-- begin --

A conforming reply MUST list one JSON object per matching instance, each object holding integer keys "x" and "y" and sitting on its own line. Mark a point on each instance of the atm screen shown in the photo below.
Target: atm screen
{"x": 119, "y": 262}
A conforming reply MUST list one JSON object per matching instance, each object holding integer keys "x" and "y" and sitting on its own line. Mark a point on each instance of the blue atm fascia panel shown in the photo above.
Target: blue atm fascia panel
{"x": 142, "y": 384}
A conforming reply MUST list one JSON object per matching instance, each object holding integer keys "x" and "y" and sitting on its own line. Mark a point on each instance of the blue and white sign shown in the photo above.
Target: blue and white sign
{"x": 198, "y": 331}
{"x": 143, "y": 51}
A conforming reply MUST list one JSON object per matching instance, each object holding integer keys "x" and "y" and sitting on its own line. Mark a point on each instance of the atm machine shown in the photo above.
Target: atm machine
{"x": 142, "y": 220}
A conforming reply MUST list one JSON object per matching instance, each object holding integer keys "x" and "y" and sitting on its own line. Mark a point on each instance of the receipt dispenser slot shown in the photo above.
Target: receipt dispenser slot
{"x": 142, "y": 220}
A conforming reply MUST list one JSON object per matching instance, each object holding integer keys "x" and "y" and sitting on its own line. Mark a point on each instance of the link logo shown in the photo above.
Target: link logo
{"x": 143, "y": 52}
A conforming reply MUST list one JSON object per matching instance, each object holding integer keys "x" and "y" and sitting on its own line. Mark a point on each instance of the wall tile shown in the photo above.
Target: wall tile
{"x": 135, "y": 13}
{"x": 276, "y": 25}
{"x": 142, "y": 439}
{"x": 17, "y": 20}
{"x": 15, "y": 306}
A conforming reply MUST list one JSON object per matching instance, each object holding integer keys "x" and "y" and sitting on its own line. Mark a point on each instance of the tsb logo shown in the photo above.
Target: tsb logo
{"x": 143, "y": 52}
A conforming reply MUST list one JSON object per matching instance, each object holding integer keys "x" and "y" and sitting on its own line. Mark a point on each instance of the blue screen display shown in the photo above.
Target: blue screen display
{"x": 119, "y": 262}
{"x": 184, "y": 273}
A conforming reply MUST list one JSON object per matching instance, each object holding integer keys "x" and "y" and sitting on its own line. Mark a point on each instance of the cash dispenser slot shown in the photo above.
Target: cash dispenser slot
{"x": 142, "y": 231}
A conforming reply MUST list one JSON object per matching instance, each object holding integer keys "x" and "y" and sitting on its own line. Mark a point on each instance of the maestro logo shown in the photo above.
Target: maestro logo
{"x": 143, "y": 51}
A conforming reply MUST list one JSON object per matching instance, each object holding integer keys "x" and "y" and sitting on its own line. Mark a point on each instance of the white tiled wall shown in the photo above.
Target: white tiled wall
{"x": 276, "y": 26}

-- end --

# The exercise:
Convert the records above into a two-column CSV with the columns text and answer, one row per record and covering all of them. Put each field in double quotes and replace any line breaks inside a field with spaces.

# The answer:
text,answer
"A conforming reply MUST list one JSON object per matching instance, each object holding integer keys ""x"" and ""y"" and sitting on its own line. Mark a point on each instance of the atm screen shown in the photo below. Target: atm screen","{""x"": 119, ""y"": 262}"
"A conforming reply MUST list one JSON object per matching instance, each object holding integer keys ""x"" and ""y"" and sitting on its own line. Mark a point on each instance of the blue atm fascia panel shown in the photo above. Target: blue atm fascia panel","{""x"": 142, ""y"": 384}"
"A conforming reply MUST list one JSON object per matching instance, each object holding integer keys ""x"" and ""y"" and sitting on its own line. Mark a point on each instance of the blue and white sign shown in the photo above. Target: blue and white sign","{""x"": 198, ""y"": 331} {""x"": 143, ""y"": 51}"
"A conforming reply MUST list one JSON object per matching instance, each object holding integer keys ""x"" and ""y"" and sitting on its own line. Mark a point on each instance of the atm machine shown in the photo above. Target: atm machine","{""x"": 142, ""y"": 220}"
"A conforming reply MUST list one JSON object per matching instance, each object holding integer keys ""x"" and ""y"" and sitting on its own line. Mark a point on each instance of the receipt dispenser slot shown in the photo above. Target: receipt dispenser slot","{""x"": 142, ""y"": 220}"
"A conforming reply MUST list one JSON object per matching instance, each object holding integer keys ""x"" and ""y"" and sitting on its own line. Mark a point on each instance of the link logo shown in the photo above. Target: link logo","{""x"": 143, ""y"": 52}"
"A conforming reply MUST list one JSON object per matching instance, each object holding integer keys ""x"" and ""y"" and sitting on its own line. Mark a point on each instance of the wall tile shown in the photo above. Target: wall tile","{""x"": 135, ""y"": 13} {""x"": 276, ""y"": 25} {""x"": 142, ""y"": 439} {""x"": 17, ""y"": 20} {""x"": 15, ""y"": 306}"
"A conforming reply MUST list one JSON object per matching instance, each object holding integer keys ""x"" and ""y"" and sitting on its own line. Mark a point on each instance of the tsb logo shown in the photo above. Target: tsb logo","{""x"": 143, ""y"": 52}"
"A conforming reply MUST list one JSON object per matching instance, each object holding integer keys ""x"" and ""y"" and sitting on its own line. Mark a point on each instance of the blue screen display shown in the photo above. Target: blue screen display","{""x"": 119, ""y"": 262} {""x"": 184, ""y"": 273}"
"A conforming reply MUST list one JSON object per matching instance, each object holding integer keys ""x"" and ""y"" and sitting on its own line. Mark a point on each instance of the cash dispenser slot shown in the photo above. Target: cash dispenser slot","{""x"": 142, ""y"": 231}"
"A conforming reply MUST list one JSON object per matching instance, each object holding integer keys ""x"" and ""y"" and sitting on its own line. Mark a point on each instance of the maestro logo shown in the photo above. Target: maestro logo","{""x"": 143, ""y"": 51}"
"A conforming reply MUST list one JSON object per matching instance, each object holding integer keys ""x"" and ""y"" and sitting on its own line. Mark a point on each instance of the white tiled wall shown in the photo above. Target: white tiled wall","{""x"": 276, ""y"": 26}"